Restate all of the data exactly.

[Records excerpted from a collection]
:::

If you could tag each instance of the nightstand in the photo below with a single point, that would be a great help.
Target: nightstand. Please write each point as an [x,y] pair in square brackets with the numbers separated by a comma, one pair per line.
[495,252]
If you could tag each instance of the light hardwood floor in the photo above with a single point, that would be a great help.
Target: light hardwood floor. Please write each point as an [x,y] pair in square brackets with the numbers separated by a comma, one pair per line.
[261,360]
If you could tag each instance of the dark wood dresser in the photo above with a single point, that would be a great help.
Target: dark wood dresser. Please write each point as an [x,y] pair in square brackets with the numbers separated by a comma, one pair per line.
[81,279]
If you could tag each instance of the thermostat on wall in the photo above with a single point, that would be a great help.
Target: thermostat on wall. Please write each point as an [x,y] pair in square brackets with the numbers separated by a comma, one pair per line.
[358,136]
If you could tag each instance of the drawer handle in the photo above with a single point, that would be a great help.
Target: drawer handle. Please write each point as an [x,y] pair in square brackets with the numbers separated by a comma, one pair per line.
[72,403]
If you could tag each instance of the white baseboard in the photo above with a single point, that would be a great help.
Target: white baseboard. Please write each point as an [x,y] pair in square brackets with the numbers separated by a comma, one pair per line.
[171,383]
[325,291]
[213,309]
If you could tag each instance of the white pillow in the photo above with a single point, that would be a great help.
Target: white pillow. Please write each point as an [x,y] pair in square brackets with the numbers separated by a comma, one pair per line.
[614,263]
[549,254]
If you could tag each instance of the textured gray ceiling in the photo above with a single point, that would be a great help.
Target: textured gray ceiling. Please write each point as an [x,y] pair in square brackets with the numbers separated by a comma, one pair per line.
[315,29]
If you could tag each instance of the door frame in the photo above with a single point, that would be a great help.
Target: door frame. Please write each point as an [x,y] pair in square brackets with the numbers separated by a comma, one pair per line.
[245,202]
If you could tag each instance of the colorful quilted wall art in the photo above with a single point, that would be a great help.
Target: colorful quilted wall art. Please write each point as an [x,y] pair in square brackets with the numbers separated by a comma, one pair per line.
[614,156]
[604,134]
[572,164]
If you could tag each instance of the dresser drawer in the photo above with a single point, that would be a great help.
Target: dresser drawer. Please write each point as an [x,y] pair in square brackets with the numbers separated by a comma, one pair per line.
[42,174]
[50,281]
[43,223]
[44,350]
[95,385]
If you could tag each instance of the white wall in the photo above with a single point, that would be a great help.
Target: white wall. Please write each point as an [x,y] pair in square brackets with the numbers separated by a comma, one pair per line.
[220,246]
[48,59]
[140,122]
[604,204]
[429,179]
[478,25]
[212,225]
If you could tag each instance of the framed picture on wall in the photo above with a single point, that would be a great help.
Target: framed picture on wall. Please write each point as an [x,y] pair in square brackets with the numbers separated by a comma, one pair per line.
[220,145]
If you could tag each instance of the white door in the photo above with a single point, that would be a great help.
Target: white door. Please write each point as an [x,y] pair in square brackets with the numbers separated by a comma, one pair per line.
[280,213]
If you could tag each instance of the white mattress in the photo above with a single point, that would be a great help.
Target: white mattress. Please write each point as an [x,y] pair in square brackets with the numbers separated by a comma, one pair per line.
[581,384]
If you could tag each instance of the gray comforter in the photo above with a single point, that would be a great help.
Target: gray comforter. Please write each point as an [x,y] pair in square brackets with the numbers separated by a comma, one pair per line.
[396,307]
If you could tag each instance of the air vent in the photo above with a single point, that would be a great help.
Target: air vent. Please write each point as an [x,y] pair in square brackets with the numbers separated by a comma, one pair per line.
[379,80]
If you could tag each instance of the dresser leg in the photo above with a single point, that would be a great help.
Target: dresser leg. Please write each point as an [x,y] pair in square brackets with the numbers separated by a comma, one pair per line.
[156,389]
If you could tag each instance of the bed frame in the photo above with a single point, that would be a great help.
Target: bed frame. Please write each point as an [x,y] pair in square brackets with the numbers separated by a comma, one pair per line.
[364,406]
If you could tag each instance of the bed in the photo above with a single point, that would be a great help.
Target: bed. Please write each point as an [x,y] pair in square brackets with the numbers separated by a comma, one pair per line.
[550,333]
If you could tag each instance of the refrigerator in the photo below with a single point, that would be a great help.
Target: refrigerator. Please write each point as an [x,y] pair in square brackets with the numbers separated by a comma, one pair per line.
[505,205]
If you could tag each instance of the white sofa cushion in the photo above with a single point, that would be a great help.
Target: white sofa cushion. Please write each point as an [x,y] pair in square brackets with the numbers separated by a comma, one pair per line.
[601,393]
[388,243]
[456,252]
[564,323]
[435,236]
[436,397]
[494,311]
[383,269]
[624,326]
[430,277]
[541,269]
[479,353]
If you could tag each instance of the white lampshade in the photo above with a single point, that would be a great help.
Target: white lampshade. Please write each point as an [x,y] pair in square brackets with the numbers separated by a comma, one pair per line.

:::

• Complete output
If you could tag each instance of the nightstand in the photo below with a single point, that would be a great help.
Target: nightstand. Please write each point as an [x,y] pair in square brackets with the numbers separated by a comma, one pair per line.
[495,252]
If you could tag each instance of the light hardwood floor in the photo above with a single point, that would be a great help.
Target: light hardwood floor. Please write each point as an [x,y] pair in square brackets with the numbers separated by a comma, one pair per line.
[261,360]
If you could tag each instance of the dark wood dresser in the photo above with a single point, that would be a great help.
Target: dark wood dresser. Please write each point as an [x,y] pair in square brackets with the numbers separated by a comma, one pair per line.
[81,279]
If you could tag each instance of the thermostat on wall in the photo above with a single point, that would be a great help.
Target: thermostat on wall. Please write each point as an [x,y] pair in square brackets with the numbers separated by a comma, one pair per line.
[358,136]
If you could tag each instance of the drawer handle in the photo above with a single point, that would be a great help.
Target: drawer handle. Please write each point as an [x,y] pair in square brackets with the numbers separated by a comma, one pair per line.
[72,403]
If you could tag each instance of the white baseboard in the photo above with a single point, that would be a great help.
Target: white baseboard. Please write each point as an [x,y] pair in square brackets with the numbers separated by a comma, one pair per line.
[171,383]
[325,291]
[213,309]
If you could tag each instance of the white pillow in the photo above with a single point, that would be a great help.
Target: white pillow. Please write each point as an [x,y] pair in square brackets with the numbers separated by a comma, one pair per line.
[614,263]
[549,254]
If you could tag each instance of the textured gray ceiling in the photo above with a single point, that would be a great help.
Target: textured gray ceiling. Please write each point as an [x,y] pair in square brackets with the numbers separated by a comma, one pair per line.
[315,29]
If you could tag each instance of the door frame in the photo above with a single point, that would be a great help.
Target: door frame. Please write each point as an [x,y] pair in square brackets with the numbers separated by a comma, one pair per line.
[245,202]
If you could tag each instance of the colorful quilted wall art in the photo above with a single point, that would be a great help.
Target: colorful quilted wall art. Please write each point as an [x,y] pair in square brackets with the numbers separated by a comma, one pair per line.
[614,156]
[604,134]
[572,164]
If you could tag each instance of the dresser drawer in the photo above with a single point, that would be a great help.
Target: dresser drawer. Please write each point as an [x,y] pair in square brackets with the numbers separated by a comma, one pair per line.
[42,174]
[50,281]
[43,223]
[44,350]
[95,385]
If you could tag each instance of the white wall in the photo above with a single point, that would be a great help.
Target: white wall. Please write each point as an [x,y] pair in square brackets with the numbers separated by a comma, one pair per line.
[220,246]
[48,59]
[140,122]
[604,204]
[429,179]
[478,25]
[212,225]
If you could tag each instance of the framed picture on wall in the photo above with a single point, that would be a great help.
Target: framed picture on wall. Please write each point as an [x,y] pair in square brackets with the numbers separated by a comma, one pair per line.
[220,145]
If you could tag each instance of the white door in the photo above with a single point, that would be a great help.
Target: white door. Please write each point as an [x,y] pair in square brackets with the numbers separated by a comma, one pair per line.
[280,213]
If you could tag each instance of the white mattress in the photo above with a single point, that would be a great help.
Target: white mattress. Please write each point as an [x,y] pair in square brackets with the numbers separated by a comma, one pair per line.
[581,384]
If you could tag each instance of the gray comforter in the photo above with a single point, that would be a great help.
Target: gray comforter. Please write each point as an [x,y] pair in square brackets with the numbers separated by a comma, one pair per line.
[396,307]
If you could tag each instance of the air vent in the photo above with a single point, that would be a great help.
Target: air vent. Please write each point as an [x,y] pair in square brackets with the numbers separated by a comma, one pair per line.
[379,80]
If you could tag each instance of the dresser leg in the photo above with a single point, that would be a great help.
Target: dresser leg. Please write each point as an [x,y] pair in square brackets with the numbers separated by a comma, one pair per line.
[156,389]
If you could tag each instance of the bed frame in the photo above with a single point, that would be a great help.
Target: bed frame. Please write each point as an [x,y] pair in square brackets with the numbers separated by a comma, one pair per line.
[364,406]
If you could tag each instance of the bed in the photo above with a single point, that would be a great help.
Target: bed. Please write each point as an [x,y] pair in square brackets with the numbers separated by a comma, one pair per line.
[550,333]
If you could tag each instance of the refrigerator in the photo below with a single point, that would be a great help.
Target: refrigerator. Please write each point as an [x,y] pair in square brackets with the numbers separated by a comma, one pair per line.
[505,205]
If you could tag each instance of the white sofa cushion in the photo above with a single point, that would be a great help.
Target: white sofa cushion. Please write each point as an [x,y] pair in square brackets with the numbers separated by a comma, one pair per line.
[601,393]
[388,243]
[456,252]
[564,323]
[435,236]
[436,397]
[494,311]
[383,269]
[624,326]
[430,277]
[541,269]
[479,353]
If you could tag each instance of the white lampshade in the photo above with a single point, that would be a great help.
Target: white lampshade. Please write each point as an [x,y] pair in square brackets with the numbers separated by a comma, one pair per line.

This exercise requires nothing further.